阅读文本:
=====

今天一段时间一直在忙工作上的事,并没有系统地学习研究某一个具体的问题,但回顾这一个月的工作,发现还是有一些经验可以记录一下的。但这些经验没法系统地整理起来,因此只能算是开发中的杂项了。

杂项一:httpclient典型用法

  1. 基础用法
    HttpClient httpClient = HttpClientBuilder.create().build();
    HttpPost postMethod = null;
    try {
        postMethod = new HttpPost(reqUrl);
        postMethod.setConfig(RequestConfig.custom().setConnectTimeout(2000).setSocketTimeout(5000).build());
        Map<String, Object> params = new HashMap();
        params.put("param1", param1);
        params.put("param2", param2);
        postMethod.setEntity(new StringEntity(JSON.json(params), ContentType.APPLICATION_JSON));
        HttpResponse response = httpClient.execute(postMethod);
        if (response.getStatusLine().getStatusCode() == 200) {
            HttpEntity resEntity = response.getEntity();
            JSONObject parsedJsonObj = (JSONObject) JSON.parse(EntityUtils.toString(resEntity, "UTF-8"));
    
            //process parsedJsonObj
    
            if (resEntity != null) {
                try {
                    EntityUtils.consume(resEntity);
                } catch (Exception ignore) {
                }
            }
        }
    } catch (Exception e) {
        logger.error("请求失败", e);
    } finally {
         if (postMethod != null) {
             postMethod.releaseConnection();
         }
    }
    
    上面这段代码还是太麻烦了,实际编码中可以将上述代码封装成函数,只需要传入reqUrl,params, JsonResponseProcessHandler就可以了。

=====

数据条目:
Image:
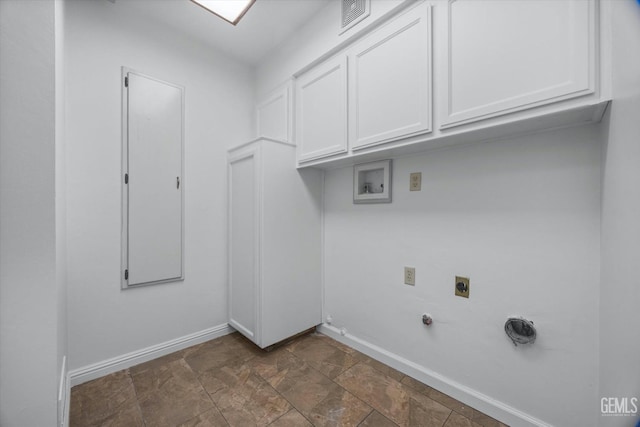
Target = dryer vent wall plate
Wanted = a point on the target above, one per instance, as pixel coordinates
(353, 12)
(520, 330)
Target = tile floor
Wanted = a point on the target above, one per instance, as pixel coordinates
(313, 380)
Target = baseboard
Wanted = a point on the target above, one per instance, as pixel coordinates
(115, 364)
(471, 397)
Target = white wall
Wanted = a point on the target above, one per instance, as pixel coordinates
(520, 217)
(620, 289)
(29, 294)
(105, 321)
(61, 197)
(311, 41)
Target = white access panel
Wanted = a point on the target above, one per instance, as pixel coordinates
(153, 180)
(506, 56)
(243, 242)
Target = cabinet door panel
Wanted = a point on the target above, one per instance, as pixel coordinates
(321, 110)
(505, 56)
(153, 242)
(390, 80)
(243, 242)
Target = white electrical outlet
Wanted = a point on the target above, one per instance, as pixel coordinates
(410, 276)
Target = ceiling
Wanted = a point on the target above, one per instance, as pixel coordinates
(266, 25)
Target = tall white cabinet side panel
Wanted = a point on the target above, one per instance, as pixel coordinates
(243, 242)
(291, 294)
(154, 143)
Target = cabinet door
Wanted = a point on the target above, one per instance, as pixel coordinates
(505, 56)
(152, 184)
(321, 110)
(390, 81)
(243, 242)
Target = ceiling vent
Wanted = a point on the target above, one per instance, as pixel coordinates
(354, 11)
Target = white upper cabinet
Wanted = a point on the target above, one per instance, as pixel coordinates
(390, 81)
(506, 56)
(321, 110)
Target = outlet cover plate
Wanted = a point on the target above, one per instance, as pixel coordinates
(410, 276)
(462, 287)
(415, 181)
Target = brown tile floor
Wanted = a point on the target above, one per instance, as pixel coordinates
(228, 381)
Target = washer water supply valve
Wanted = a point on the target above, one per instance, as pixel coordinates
(427, 319)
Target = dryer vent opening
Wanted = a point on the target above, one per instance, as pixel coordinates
(520, 330)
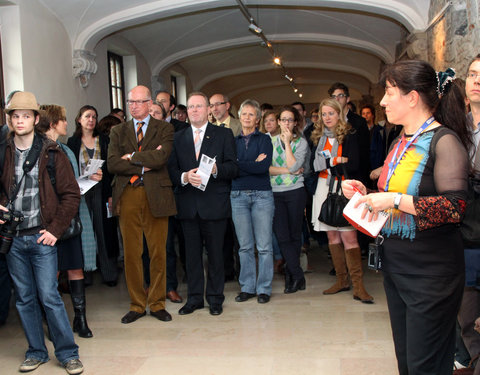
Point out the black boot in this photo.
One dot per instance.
(288, 279)
(77, 292)
(296, 285)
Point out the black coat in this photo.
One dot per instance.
(214, 202)
(363, 138)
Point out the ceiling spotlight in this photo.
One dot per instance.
(254, 28)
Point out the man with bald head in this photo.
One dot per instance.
(219, 105)
(143, 197)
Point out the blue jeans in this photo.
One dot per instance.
(252, 214)
(33, 268)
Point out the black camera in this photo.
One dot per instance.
(7, 229)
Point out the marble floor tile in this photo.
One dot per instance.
(302, 333)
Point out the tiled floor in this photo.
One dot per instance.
(301, 333)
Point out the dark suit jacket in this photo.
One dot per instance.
(158, 186)
(178, 125)
(214, 202)
(360, 125)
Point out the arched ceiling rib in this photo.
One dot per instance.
(210, 41)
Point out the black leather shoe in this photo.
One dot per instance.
(244, 296)
(263, 298)
(216, 309)
(188, 309)
(131, 316)
(296, 285)
(162, 315)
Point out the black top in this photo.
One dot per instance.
(435, 171)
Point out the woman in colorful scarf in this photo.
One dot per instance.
(290, 154)
(423, 185)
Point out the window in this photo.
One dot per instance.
(173, 82)
(116, 81)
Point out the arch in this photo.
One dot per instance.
(403, 12)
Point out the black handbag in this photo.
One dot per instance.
(470, 227)
(73, 230)
(332, 209)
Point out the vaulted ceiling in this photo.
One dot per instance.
(319, 41)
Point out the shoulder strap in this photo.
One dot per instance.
(3, 146)
(51, 169)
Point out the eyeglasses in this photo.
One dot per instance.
(196, 106)
(137, 102)
(473, 75)
(217, 104)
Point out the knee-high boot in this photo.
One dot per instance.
(77, 292)
(338, 259)
(354, 263)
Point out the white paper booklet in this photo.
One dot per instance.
(92, 167)
(205, 170)
(354, 217)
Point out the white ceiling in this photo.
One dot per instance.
(319, 41)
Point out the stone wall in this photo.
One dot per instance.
(455, 39)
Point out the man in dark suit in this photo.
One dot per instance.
(143, 197)
(203, 214)
(169, 103)
(341, 94)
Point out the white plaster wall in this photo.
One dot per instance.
(11, 48)
(98, 89)
(37, 57)
(47, 59)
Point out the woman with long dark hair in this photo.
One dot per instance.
(70, 252)
(87, 143)
(423, 185)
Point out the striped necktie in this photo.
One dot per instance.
(136, 180)
(197, 142)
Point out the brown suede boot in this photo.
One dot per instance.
(338, 259)
(354, 263)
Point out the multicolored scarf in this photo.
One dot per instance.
(84, 157)
(406, 180)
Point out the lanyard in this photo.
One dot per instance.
(394, 162)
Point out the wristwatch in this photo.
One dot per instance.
(397, 200)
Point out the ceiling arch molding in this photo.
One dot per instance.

=====

任务说明:
下列说法与阅读文本相符吗?每条请回答“是”或“否”,并逐字引用原文中起决定作用的词句。
1. 代码把连接超时设置为2000。
2. 代码以表单格式发送请求体。
3. 作者认为上面那段代码已经足够简洁。
这些数据取自另一个来源。

完整答案:
1. 是。“setConnectTimeout(2000)”
2. 否。“ContentType.APPLICATION_JSON”
3. 否。“上面这段代码还是太麻烦了”